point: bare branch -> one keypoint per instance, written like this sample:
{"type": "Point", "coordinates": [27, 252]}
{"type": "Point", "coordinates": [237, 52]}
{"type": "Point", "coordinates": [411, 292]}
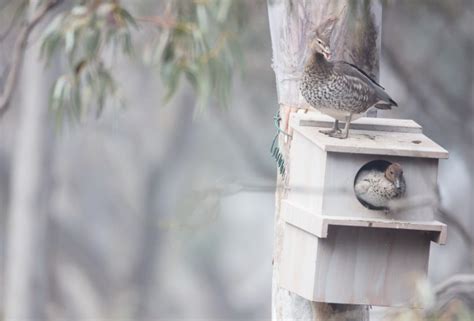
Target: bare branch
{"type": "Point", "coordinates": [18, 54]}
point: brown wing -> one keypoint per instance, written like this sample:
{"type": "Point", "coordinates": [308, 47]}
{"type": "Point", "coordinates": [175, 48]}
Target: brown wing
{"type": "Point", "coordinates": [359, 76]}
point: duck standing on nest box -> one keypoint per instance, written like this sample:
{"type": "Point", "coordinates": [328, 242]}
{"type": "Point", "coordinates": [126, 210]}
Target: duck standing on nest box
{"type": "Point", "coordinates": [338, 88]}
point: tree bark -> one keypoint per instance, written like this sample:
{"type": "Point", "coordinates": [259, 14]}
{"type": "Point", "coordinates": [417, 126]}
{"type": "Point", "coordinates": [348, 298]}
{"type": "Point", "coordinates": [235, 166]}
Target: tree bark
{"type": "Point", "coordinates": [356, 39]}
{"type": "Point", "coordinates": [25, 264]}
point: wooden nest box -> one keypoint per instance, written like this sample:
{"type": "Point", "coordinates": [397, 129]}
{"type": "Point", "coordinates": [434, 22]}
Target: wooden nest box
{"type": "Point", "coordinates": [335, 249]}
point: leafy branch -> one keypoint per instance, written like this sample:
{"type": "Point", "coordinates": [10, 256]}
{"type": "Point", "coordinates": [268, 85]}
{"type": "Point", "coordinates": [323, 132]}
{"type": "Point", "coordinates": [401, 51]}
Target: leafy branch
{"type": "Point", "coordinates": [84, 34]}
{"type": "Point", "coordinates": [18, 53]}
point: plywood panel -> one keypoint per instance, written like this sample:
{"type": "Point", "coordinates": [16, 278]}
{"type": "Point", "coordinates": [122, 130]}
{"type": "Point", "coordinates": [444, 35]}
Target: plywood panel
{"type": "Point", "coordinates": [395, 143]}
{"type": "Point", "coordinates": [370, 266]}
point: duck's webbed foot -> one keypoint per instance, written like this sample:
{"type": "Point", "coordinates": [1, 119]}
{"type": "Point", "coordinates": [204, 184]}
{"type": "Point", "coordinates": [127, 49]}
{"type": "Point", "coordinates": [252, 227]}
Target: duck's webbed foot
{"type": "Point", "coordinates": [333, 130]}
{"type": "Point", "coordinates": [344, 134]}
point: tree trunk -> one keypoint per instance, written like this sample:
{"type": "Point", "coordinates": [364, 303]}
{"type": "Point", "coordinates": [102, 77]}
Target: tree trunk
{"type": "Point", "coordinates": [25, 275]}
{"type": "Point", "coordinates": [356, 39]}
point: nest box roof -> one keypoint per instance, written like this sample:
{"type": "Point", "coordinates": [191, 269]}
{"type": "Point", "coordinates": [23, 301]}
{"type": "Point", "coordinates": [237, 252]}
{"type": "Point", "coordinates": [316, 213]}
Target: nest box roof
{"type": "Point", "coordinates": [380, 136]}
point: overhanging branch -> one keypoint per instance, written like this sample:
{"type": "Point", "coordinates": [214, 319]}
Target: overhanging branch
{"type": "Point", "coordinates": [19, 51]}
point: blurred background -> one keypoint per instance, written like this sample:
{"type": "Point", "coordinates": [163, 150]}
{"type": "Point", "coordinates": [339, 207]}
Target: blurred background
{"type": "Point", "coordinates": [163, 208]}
◇ ◇ ◇ ◇ ◇
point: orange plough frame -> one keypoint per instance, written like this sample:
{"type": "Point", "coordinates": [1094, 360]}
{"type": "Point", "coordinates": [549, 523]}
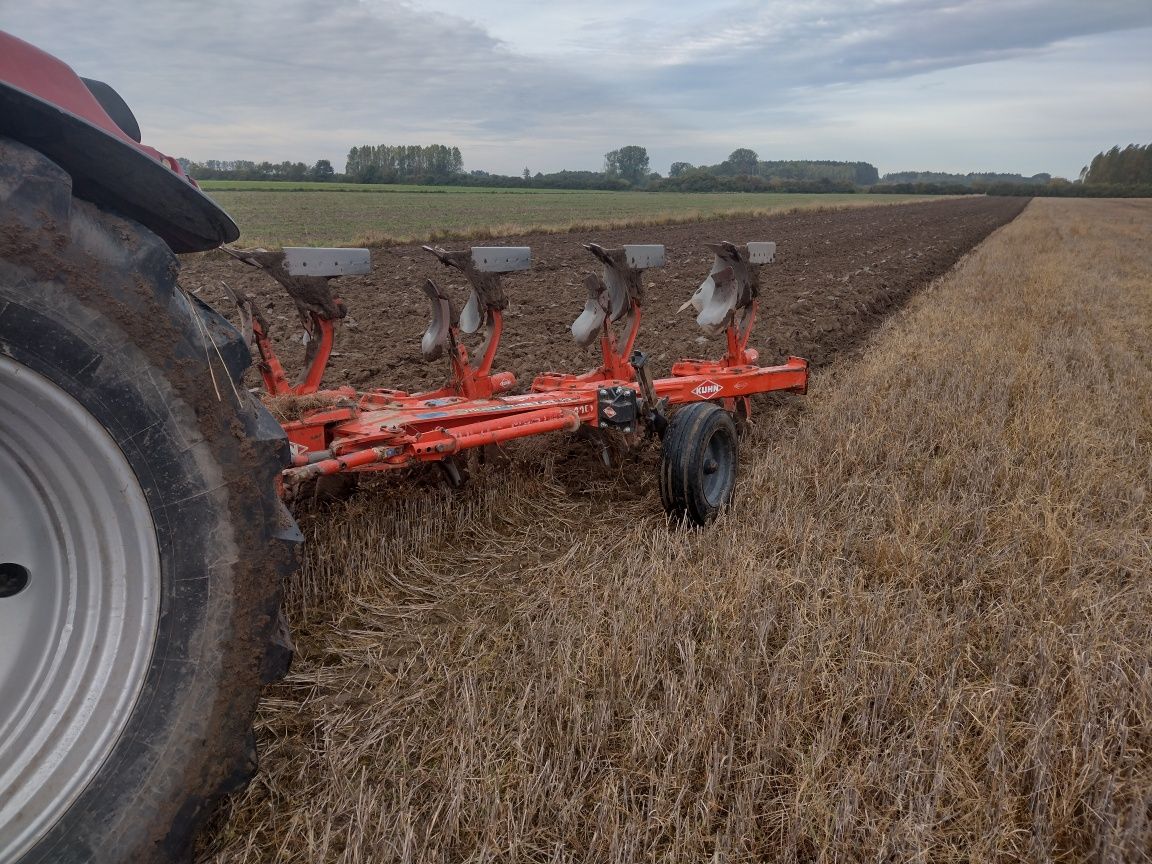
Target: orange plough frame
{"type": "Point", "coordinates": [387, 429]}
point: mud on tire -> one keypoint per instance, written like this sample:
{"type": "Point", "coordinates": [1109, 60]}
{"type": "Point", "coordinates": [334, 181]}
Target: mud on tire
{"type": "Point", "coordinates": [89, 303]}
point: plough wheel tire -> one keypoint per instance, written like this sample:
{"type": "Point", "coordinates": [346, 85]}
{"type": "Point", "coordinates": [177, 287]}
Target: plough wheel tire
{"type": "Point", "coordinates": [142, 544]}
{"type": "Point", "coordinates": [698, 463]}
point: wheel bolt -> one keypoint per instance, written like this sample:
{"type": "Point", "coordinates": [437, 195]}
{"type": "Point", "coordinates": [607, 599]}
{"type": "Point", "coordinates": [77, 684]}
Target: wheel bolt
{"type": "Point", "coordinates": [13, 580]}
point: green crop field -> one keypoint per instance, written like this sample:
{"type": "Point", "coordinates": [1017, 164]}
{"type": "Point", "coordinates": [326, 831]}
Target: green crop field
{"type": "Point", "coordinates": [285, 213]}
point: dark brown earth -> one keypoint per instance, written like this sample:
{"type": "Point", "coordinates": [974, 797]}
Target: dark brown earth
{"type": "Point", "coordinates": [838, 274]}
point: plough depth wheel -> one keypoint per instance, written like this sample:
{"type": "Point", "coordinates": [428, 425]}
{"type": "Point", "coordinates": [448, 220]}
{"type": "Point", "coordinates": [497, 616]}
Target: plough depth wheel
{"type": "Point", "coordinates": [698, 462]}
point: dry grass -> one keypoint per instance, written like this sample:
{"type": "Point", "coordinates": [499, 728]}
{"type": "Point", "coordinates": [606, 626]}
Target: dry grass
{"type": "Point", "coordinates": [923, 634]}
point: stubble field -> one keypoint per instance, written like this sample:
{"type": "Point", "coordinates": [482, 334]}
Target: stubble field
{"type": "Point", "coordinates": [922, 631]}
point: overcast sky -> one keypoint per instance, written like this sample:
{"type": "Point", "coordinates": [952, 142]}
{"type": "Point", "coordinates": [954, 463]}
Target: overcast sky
◇ ◇ ◇ ◇ ◇
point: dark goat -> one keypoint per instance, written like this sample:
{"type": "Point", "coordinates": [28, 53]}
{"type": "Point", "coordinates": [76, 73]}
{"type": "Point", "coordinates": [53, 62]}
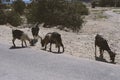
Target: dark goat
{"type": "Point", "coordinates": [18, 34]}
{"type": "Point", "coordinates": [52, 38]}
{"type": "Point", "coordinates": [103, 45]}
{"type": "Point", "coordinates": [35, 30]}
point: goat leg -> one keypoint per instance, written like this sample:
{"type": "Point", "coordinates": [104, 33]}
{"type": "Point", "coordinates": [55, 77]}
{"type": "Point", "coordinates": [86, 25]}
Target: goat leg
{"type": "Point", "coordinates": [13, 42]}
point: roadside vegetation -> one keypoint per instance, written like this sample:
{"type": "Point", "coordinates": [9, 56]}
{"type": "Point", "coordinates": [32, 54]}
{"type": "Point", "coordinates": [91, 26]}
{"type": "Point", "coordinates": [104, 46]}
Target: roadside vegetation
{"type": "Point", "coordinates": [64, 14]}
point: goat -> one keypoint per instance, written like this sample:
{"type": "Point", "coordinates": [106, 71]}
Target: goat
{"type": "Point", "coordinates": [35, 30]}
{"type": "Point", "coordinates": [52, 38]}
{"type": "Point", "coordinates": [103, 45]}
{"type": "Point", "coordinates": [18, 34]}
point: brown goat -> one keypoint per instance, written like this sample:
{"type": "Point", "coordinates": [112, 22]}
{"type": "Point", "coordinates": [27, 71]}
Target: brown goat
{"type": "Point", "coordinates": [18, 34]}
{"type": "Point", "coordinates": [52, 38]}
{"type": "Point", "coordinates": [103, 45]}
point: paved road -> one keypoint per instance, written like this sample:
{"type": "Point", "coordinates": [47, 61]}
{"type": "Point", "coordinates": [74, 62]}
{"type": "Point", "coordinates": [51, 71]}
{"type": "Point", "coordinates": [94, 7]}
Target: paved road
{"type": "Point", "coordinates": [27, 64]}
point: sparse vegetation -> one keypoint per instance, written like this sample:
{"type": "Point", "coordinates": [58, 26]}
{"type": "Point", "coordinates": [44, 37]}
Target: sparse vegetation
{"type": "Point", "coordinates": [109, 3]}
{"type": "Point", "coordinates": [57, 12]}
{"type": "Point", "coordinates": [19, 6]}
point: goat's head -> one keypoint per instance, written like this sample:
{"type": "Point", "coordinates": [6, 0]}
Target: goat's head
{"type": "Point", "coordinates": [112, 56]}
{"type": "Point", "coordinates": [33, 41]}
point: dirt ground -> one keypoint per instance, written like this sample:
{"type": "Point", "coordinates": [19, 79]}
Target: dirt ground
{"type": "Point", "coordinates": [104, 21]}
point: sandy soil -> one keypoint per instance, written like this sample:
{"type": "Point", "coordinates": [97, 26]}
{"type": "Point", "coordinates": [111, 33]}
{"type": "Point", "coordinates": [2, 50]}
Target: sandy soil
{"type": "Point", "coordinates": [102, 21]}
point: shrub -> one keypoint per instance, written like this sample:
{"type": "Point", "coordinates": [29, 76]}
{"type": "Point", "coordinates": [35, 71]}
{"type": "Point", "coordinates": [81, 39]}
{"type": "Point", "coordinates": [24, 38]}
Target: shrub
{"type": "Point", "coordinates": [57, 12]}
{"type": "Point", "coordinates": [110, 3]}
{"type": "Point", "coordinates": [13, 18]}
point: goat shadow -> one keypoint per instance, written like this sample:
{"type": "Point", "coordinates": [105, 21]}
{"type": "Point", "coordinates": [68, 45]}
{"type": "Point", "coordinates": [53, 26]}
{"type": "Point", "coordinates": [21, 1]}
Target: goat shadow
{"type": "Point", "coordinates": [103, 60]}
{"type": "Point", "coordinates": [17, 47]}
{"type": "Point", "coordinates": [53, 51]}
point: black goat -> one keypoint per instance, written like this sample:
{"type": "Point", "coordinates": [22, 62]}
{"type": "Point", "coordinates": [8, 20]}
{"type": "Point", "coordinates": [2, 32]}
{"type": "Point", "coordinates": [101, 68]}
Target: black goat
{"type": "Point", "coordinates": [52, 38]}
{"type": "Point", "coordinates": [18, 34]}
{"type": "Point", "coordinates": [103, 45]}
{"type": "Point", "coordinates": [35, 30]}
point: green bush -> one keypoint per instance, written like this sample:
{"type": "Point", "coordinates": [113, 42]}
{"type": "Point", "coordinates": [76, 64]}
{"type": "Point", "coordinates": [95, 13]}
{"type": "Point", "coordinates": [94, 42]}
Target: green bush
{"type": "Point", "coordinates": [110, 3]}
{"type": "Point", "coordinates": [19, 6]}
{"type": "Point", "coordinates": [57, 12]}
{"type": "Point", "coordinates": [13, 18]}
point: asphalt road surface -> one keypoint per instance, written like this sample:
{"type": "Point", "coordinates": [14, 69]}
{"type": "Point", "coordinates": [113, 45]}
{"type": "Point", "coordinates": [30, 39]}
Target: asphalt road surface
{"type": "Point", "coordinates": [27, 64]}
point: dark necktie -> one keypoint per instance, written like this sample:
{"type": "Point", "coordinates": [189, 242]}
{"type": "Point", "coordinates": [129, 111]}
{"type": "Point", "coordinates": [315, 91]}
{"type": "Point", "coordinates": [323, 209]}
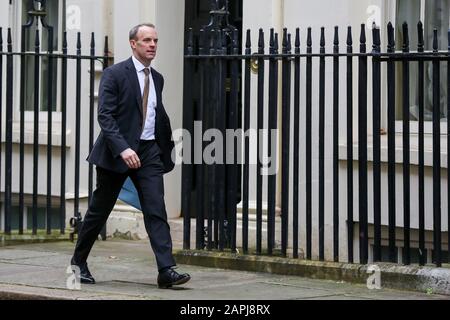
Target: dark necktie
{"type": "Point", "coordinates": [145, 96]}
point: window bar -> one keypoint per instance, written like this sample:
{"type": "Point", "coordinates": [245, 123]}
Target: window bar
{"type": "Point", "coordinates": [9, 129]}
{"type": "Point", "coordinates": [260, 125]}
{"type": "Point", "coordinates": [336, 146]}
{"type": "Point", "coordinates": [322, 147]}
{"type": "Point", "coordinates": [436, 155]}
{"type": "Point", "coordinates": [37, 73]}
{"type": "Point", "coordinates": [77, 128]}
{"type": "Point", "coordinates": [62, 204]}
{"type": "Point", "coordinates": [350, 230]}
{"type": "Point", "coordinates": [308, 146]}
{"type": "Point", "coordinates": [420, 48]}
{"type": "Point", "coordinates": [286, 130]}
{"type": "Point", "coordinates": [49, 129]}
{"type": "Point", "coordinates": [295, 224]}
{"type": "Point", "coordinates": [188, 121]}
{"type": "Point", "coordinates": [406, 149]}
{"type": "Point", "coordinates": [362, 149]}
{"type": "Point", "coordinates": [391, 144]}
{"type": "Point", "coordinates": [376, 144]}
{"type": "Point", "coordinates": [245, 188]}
◇ ◇ ◇ ◇ ◇
§ **Work to be completed**: Format the listing above as a Markdown table with the columns "Row" and "Line", starting at the line that contains "point: stubble field" and ending at the line that contains "Target: overcast sky". Number each line in order and omit blank lines.

§ **Correct response**:
| Row | Line |
|---|---|
| 1 | point: stubble field -> one keypoint per instance, written like this sample: |
| 2 | {"type": "Point", "coordinates": [482, 334]} |
| 3 | Target: stubble field |
| 4 | {"type": "Point", "coordinates": [922, 631]} |
| 5 | point: overcast sky -> one keypoint per instance, written like this sample: |
| 6 | {"type": "Point", "coordinates": [952, 142]} |
| 7 | {"type": "Point", "coordinates": [954, 463]} |
| 8 | Target: overcast sky |